OLeH: Ustadz M. Lukmanul Hakim
•┈•◎❀★❀◎•┈•
❀ M a T e R i ❀
•┈•◎❀★❀◎•┈•
🌸 RIDHO ALLOH ﷻ RIDHO ORANG TUA
◾Pentingnya Birrul Walidain
Birrul Walidain adalah bagian dalam etika Islam yang menunjukan kepada tindakan berbakti (berbuat baik) kepada kedua orang tua. Yang mana berbakti kepada orang tua ini hukumnya fardhu (wajib) ain bagi setiap Muslim, meskipun seandainya kedua orang tuanya adalah non muslim. Setiap muslim wajib mentaati setiap perintah dari keduanya selama perintah tersebut tidak bertentangan dengan perintah Alloh ﷻ. Birrul walidain merupakan bentuk silaturahim yang paling utama.
Dalam Islam tidak saja ditekankan harus menghormati kedua orang tua saja, akan tetapi ada akhlak yang mengharuskan orang yang lebih muda untuk menghargai orang yang lebih tua usianya dan yang tua harus menyayangi yang muda, seorang ulama dalam bukunya juga menjelaskan hal yang serupa. Dalam segala kegiatan umat Islam diharuskan untuk mendahulukan orang-orang yang lebih tua usianya, penjelasan ini berdasarkan perintah dari Malaikat Jibril, karena dikatakan bahwa menghormati orang yang lebih tua termasuk salah satu mengagungkan Alloh ﷻ.

• [Data yang Diberikan]
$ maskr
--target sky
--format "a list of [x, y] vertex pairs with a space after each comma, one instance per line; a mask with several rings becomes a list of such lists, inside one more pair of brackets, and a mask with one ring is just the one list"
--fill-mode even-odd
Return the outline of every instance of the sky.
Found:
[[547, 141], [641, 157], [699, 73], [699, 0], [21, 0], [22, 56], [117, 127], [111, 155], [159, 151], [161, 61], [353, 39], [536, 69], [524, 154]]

• [Tujuan A]
Tentukan apakah setiap pernyataan berikut sesuai dengan cuplikan dokumen: (i) berbakti kepada orang tua wajib bagi setiap Muslim meskipun orang tuanya non muslim; (ii) setiap muslim wajib menaati semua perintah orang tua tanpa pengecualian; (iii) keharusan mendahulukan orang yang lebih tua didasarkan pada perintah Malaikat Jibril. Jawab ya atau tidak untuk masing-masing dan kutip kata-kata penentunya dari cuplikan dokumen secara persis.
• [Tujuan B]
Salin bagian cuplikan dokumen yang diawali "OLeH: Ustadz M." dan berlanjut hingga "yang paling utama.".
Data ini diambil dari sumber yang berbeda.

• [Jawaban A]
(i) Ya: "hukumnya fardhu (wajib) ain bagi setiap Muslim, meskipun seandainya kedua orang tuanya adalah non muslim"
(ii) Tidak: "selama perintah tersebut tidak bertentangan dengan perintah Alloh ﷻ"
(iii) Ya: "penjelasan ini berdasarkan perintah dari Malaikat Jibril"

• [Jawaban B]
OLeH: Ustadz M. Lukmanul Hakim
•┈•◎❀★❀◎•┈•
❀ M a T e R i ❀
•┈•◎❀★❀◎•┈•
🌸 RIDHO ALLOH ﷻ RIDHO ORANG TUA
◾Pentingnya Birrul Walidain
Birrul Walidain adalah bagian dalam etika Islam yang menunjukan kepada tindakan berbakti (berbuat baik) kepada kedua orang tua. Yang mana berbakti kepada orang tua ini hukumnya fardhu (wajib) ain bagi setiap Muslim, meskipun seandainya kedua orang tuanya adalah non muslim. Setiap muslim wajib mentaati setiap perintah dari keduanya selama perintah tersebut tidak bertentangan dengan perintah Alloh ﷻ. Birrul walidain merupakan bentuk silaturahim yang paling utama.